Written problem: Copy all of these lines word for word.
# Stored records start
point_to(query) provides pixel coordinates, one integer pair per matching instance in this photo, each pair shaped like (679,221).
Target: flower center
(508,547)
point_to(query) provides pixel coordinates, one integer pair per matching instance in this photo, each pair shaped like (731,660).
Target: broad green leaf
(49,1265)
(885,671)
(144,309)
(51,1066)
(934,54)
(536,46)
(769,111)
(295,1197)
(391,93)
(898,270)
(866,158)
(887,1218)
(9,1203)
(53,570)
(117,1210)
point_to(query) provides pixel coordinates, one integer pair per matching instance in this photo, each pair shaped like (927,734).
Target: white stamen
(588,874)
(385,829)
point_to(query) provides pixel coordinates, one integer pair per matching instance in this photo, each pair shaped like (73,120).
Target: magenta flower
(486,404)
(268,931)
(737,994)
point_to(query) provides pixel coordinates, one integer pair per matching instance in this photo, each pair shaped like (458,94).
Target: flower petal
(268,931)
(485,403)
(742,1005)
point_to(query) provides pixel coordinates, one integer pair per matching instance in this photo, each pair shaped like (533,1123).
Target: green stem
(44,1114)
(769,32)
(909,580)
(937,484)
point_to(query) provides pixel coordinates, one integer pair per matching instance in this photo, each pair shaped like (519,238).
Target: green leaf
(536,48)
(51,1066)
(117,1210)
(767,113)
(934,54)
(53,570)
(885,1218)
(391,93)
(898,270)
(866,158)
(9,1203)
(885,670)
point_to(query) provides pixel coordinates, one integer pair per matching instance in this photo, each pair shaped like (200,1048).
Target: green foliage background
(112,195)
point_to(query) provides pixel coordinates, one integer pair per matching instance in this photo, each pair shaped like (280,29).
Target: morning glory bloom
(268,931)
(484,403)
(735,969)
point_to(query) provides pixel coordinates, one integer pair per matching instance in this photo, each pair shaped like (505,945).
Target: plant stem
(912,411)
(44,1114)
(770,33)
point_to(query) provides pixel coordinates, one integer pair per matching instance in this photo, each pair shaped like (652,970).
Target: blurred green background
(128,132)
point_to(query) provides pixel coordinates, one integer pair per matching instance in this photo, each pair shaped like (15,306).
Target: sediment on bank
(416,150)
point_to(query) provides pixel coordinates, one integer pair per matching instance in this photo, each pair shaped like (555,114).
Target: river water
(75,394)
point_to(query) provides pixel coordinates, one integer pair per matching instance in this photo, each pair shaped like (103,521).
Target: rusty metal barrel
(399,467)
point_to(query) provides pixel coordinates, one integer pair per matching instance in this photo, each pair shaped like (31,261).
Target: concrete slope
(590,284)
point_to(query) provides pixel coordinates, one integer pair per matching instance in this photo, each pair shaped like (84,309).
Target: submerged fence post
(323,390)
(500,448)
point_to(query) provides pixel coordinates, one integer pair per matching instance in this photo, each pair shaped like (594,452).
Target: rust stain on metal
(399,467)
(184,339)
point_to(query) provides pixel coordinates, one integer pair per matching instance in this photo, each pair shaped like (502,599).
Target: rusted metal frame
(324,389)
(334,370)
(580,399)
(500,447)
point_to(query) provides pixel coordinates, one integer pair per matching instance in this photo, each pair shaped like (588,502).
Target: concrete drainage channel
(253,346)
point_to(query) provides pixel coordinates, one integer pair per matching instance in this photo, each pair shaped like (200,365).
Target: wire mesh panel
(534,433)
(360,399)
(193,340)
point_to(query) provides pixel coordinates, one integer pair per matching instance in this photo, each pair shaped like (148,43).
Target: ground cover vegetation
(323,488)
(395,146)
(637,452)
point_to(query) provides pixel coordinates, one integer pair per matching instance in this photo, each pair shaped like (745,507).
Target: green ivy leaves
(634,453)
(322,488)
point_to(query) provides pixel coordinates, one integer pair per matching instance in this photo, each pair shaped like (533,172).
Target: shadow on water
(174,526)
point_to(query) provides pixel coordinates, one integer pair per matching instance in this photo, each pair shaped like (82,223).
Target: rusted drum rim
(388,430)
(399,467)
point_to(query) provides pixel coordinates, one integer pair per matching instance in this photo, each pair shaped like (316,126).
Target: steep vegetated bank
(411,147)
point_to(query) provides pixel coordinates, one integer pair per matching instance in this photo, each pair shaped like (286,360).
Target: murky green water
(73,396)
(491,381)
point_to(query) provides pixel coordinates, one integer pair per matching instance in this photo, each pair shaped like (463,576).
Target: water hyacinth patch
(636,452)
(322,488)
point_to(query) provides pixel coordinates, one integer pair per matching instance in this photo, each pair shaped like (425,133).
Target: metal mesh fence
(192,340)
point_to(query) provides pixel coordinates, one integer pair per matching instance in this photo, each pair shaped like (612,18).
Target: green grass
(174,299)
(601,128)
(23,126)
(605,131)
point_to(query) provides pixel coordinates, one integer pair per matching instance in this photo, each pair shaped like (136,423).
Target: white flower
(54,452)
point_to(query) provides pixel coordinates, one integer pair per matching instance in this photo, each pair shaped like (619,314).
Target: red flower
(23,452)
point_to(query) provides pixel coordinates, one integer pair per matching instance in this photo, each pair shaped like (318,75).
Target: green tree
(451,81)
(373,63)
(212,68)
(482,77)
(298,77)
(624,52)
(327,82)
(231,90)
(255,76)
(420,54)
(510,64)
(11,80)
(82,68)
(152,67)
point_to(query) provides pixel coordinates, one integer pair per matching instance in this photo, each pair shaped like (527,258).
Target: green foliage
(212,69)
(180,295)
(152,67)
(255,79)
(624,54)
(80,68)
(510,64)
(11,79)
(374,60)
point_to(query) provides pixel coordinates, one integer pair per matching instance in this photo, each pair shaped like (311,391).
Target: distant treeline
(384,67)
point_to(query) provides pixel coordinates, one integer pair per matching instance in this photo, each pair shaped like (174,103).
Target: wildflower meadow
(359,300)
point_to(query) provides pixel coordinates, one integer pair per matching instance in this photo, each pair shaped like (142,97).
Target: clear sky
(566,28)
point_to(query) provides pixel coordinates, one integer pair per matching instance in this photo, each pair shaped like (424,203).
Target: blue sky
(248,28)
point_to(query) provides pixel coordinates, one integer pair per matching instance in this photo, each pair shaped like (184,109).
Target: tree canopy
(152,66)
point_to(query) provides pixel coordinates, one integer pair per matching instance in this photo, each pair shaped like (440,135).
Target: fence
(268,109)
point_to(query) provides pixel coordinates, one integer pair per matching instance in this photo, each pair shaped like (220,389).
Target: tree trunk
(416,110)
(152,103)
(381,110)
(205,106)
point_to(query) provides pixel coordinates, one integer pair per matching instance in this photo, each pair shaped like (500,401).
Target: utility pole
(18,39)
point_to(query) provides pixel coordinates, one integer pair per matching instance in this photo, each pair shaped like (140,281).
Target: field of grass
# Stored records end
Complete answer:
point_to(query) provides pixel coordinates, one integer pair per matching instance in this photo, each pair shaped like (679,221).
Target: flower center
(508,547)
point_to(query) provides pixel coordinates, one integer pair per matching instance in this photo, each pair shaped like (731,660).
Target: broad green leaf
(49,1265)
(885,671)
(144,309)
(51,1066)
(934,54)
(536,46)
(769,111)
(295,1197)
(391,93)
(898,270)
(866,158)
(887,1218)
(9,1203)
(53,570)
(117,1210)
point_to(query) provides pixel coordinates, one integer pair per matching instance in this photo, each pair shaped like (927,734).
Target: white stamen
(588,874)
(385,829)
point_to(query) provides pixel coordinates, one integer pair per matching instance in this photo, each pair shaped like (73,120).
Target: magenta flower
(486,404)
(268,931)
(737,994)
point_to(query) provides pixel coordinates, one integer pair per matching instance in this photo, each pair shaped like (458,94).
Target: flower petal
(268,931)
(485,403)
(742,1005)
point_to(query) provides pixel coordinates, one integer pair per matching instance in this photo, each pair shaped like (533,1123).
Target: green stem
(44,1114)
(769,32)
(909,580)
(937,484)
point_to(query) provides pixel coordinates, one integer pair per matching instance in this photo, each pair shaped like (519,238).
Target: green leaf
(536,48)
(51,1066)
(117,1210)
(767,113)
(934,54)
(53,570)
(885,1218)
(391,93)
(898,270)
(866,158)
(9,1203)
(885,670)
point_to(query) provides pixel coordinates, one integer pair per matching instance in this photo, each pair shaped like (200,1048).
Target: green foliage background
(112,195)
point_to(query) provides pixel coordinates, one integer pair per matching instance in this photo, each pair shaped like (280,29).
Target: morning glory bloom
(268,931)
(484,403)
(735,969)
point_to(query) provides pixel coordinates, one integer pair per matching instance in this photo, each pair shaped like (505,945).
Target: plant stem
(912,411)
(44,1114)
(770,33)
point_to(query) provides pixel coordinates, one integer pair per matching instance in this photo, each pair shaped like (652,970).
Target: blurred green background
(128,132)
point_to(query) provides pixel coordinates, one integer pair per matching instance in this photo, each pair shaped like (15,306).
Target: sediment on bank
(416,150)
point_to(query) provides pixel coordinates, one integer pair per matching instance in this photo, each pair shaped like (555,114).
Target: river water
(75,394)
point_to(query) provides pixel coordinates, one integer pair per matching instance in this photo, each pair shaped like (103,521).
Target: rusty metal barrel
(399,467)
point_to(query) provides pixel coordinates, one integer pair per matching instance in this photo, each pair shaped like (31,261).
Target: concrete slope
(590,284)
point_to(query) provides pixel coordinates, one integer pair per matching instance in this photo, each pair shaped like (84,309).
Target: submerged fence post
(323,390)
(500,448)
point_to(query) provides pixel coordinates, one integer pair per matching instance in this photo, each pair shaped like (594,452).
Target: rust stain on metal
(399,467)
(184,339)
point_to(query) provides pixel coordinates, one integer pair per matching instance in this photo, each pair shaped like (502,599).
Target: rusted metal frame
(324,389)
(334,370)
(580,399)
(500,447)
point_to(query) provides pixel coordinates, one integer pair per matching instance in this photo, each pair shaped like (588,502).
Target: concrete drainage channel
(253,346)
point_to(query) provides pixel coordinates, one integer pair per matching instance in this photo, each pair shaped like (200,365).
Target: wire mesh panel
(534,433)
(360,399)
(193,340)
point_to(query) provides pixel coordinates, one integer pair per matching instance in this photo, each pair shaped like (148,43).
Target: ground cover vegetation
(323,488)
(395,146)
(637,452)
point_to(query) provides pixel coordinates, one integer pair per matching instance in this photo, each pair shaped like (745,507).
Target: green ivy leaves
(634,453)
(322,488)
point_to(query) provides pixel coordinates, one integer pair per matching instance in this photo, each pair shaped like (533,172).
Target: shadow on water
(174,526)
point_to(query) provides pixel coordinates, one integer pair per matching instance in this photo, each pair shaped like (82,223).
Target: rusted drum rim
(388,430)
(399,467)
point_to(query) provides pixel coordinates, one integer pair per matching instance in this photo, each pair shaped like (316,126).
Target: steep vegetated bank
(411,147)
point_to(query) provides pixel coordinates, one integer pair per matching instance in this photo, each pair shaped like (286,360).
Target: murky green water
(73,396)
(491,381)
point_to(query) provides pixel coordinates, one integer pair per matching instance in this photo, each pair shaped like (463,576).
Target: water hyacinth patch
(636,452)
(322,488)
point_to(query) provides pixel coordinates, one integer pair per matching instance in this photo, each pair shaped like (425,133).
Target: metal mesh fence
(192,340)
point_to(query) provides pixel coordinates, one integer pair per matching instance in this photo, each pair shaped like (612,18).
Target: green grass
(174,299)
(601,128)
(23,126)
(605,131)
point_to(query) provides pixel coordinates, one integer pair per matching instance in this photo, each pair shaped like (136,423).
Target: white flower
(54,452)
point_to(query) provides pixel coordinates, one integer pair per matching instance in this photo, each pair shaped like (619,314).
Target: red flower
(23,452)
point_to(query) provides pixel coordinates, one integer pair per matching instance in this photo, each pair shaped like (318,75).
Target: green tree
(451,81)
(373,63)
(212,68)
(482,77)
(298,77)
(624,52)
(327,82)
(231,90)
(255,76)
(420,54)
(510,64)
(11,80)
(82,68)
(152,67)
point_to(query) provides pixel coordinates, one integer pair per matching instance in this photo, each pair shaped like (527,258).
Target: green foliage
(212,69)
(180,295)
(152,67)
(255,79)
(624,54)
(80,68)
(510,64)
(11,79)
(374,60)
point_to(query) provides pixel coordinates, one integer pair per matching instance in this photo, each pair shaped like (311,391).
Target: distant treeline
(384,67)
point_to(query) provides pixel coordinates, one integer pair per matching instance in this photo, each pair shaped like (174,103).
Target: wildflower meadow
(359,300)
point_to(query) provides pixel coordinates, one integer pair per matching instance in this photo, each pair shaped like (142,97).
Target: clear sky
(566,28)
point_to(query) provides pixel coordinates, one integer pair per matching instance in this photo, each pair shaped like (424,203).
Target: blue sky
(248,28)
point_to(query) provides pixel coordinates, one integer pair per matching instance in this photo, each pair shaped like (184,109).
Target: tree canopy
(152,66)
point_to(query) provides pixel coordinates, one integer pair per matching instance in this photo, each pair shaped like (440,135).
Target: fence
(268,109)
point_to(query) provides pixel coordinates, one integer pair per matching instance in this photo, each pair shaped like (220,389).
Target: tree trunk
(416,110)
(152,103)
(381,110)
(205,106)
point_to(query) provides pixel coordinates, one integer pair per matching instance in this photo, each pair shaped like (500,401).
Target: utility pole
(18,39)
point_to(query) provides pixel coordinates, one integer pair per matching instance in this photo, each pair shaped like (140,281).
Target: field of grass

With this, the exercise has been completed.